— Begin Given records —

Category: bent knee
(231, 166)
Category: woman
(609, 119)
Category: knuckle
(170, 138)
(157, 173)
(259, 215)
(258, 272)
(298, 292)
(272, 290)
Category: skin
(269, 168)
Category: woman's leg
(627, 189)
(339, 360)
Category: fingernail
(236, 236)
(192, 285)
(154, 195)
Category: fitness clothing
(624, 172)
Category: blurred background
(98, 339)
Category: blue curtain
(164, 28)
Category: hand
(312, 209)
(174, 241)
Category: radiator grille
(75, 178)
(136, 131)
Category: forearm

— End Given records —
— Begin Given records —

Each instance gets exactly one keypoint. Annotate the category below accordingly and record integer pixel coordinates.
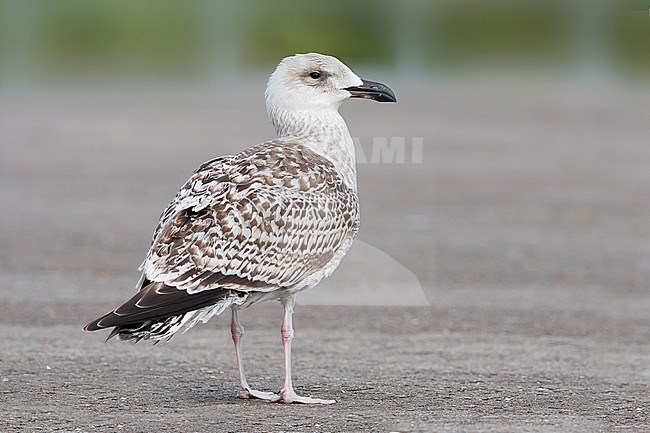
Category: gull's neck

— End Given records —
— Begin Given records —

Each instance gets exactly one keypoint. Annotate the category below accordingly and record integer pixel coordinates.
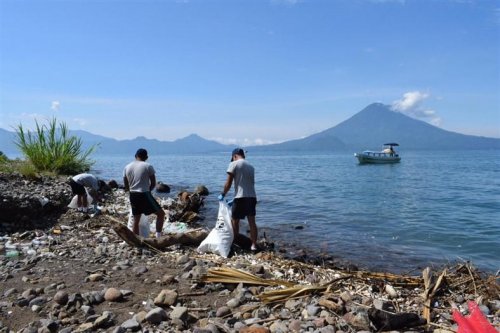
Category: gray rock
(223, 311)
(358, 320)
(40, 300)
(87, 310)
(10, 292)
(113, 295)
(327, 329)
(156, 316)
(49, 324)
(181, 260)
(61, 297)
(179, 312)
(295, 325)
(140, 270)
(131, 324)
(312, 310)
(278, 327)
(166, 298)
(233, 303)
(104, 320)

— End Given records —

> [What this task involves]
Render the part of the items that opens with the line containing "Category: blurred background" and closes with the line containing "Category: forearm" as a Markdown table with the columns Row and Line, leaving out blank lines.

> [Solution to the exercise]
| Row | Line |
|---|---|
| 1 | Category: blurred background |
| 2 | (98, 339) |
| 3 | Category: blue curtain |
| 4 | (164, 28) |
| 5 | Category: hand |
| 6 | (312, 209) |
| 7 | (174, 241) |
| 8 | Category: radiator grille |
| 9 | (75, 178) |
| 10 | (136, 131) |
| 11 | Category: forearm |